Творчество Шукшина и Высоцкого несло в себе емкое художественное осмысление общественного климата “застойных” десятилетий. Социально-психологическая реальность их произведений нацелена нередко на исследование массового агрессивного сознания, психологии человека, обманутого идеологическими лозунгами и обремененного комплексом обиды на окружающий мир.

В “драматургичной” динамике многих шукшинских рассказов именно агрессивное сознание персонажей формирует атмосферу общественной конфронтации – как, например, в известном рассказе “Срезал” (1970), где в сценично выписанной фарсовой сцене “спора” Глеба с кандидатами-горожанами в присутствии “зрителей” проступает комплекс глубинной неудовлетворенности пытающегося самостоятельно мыслить сельчанина – ходульными штампами времени (“не приходим в бурный восторг ни от КВН, ни от “Кабачка 13 стульев””). Эта неудовлетворенность и обида экстраполируются народным сознанием, переживающим утерю традиционных культурных корней, на всех “приезжих” из города: “…а их тут видели – и кандидатов, и профессоров, и полковников”. Сходная коллизия в сложных социально-психологических взаимоотношениях между городом и селом возникает и в иных рассказах Шукшина (“Постскриптум”, “Чудик”, “Материнское сердце” и др.). И в ряде произведений Высоцкого, поэта, в отличие от Шукшина, совершенно городского, но чрезвычайно чуткого к конфликтным узлам эпохи, драматическое и комическое изображение полнейшей дезориентированности выходца из села в чуждой ему социокультурной среде города оказывается значимым и художественно полнокровным – в песенной дилогии “Два письма”, (1966-1967) песне “Поездка в город” (1967).

[Размеченные записи с координатами]

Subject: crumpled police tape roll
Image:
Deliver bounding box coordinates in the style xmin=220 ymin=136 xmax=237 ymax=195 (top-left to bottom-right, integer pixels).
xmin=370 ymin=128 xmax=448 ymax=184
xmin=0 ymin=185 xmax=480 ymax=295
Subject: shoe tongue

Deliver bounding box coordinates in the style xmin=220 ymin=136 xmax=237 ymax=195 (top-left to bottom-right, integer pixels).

**УСЛОВИЕ ЗАДАНИЯ**
Перечислите все рассказы Шукшина, названия которых приведены во фрагменте документа. Материал получен из иного источника.

**ОТВЕТ**
«Срезал», «Постскриптум», «Чудик», «Материнское сердце».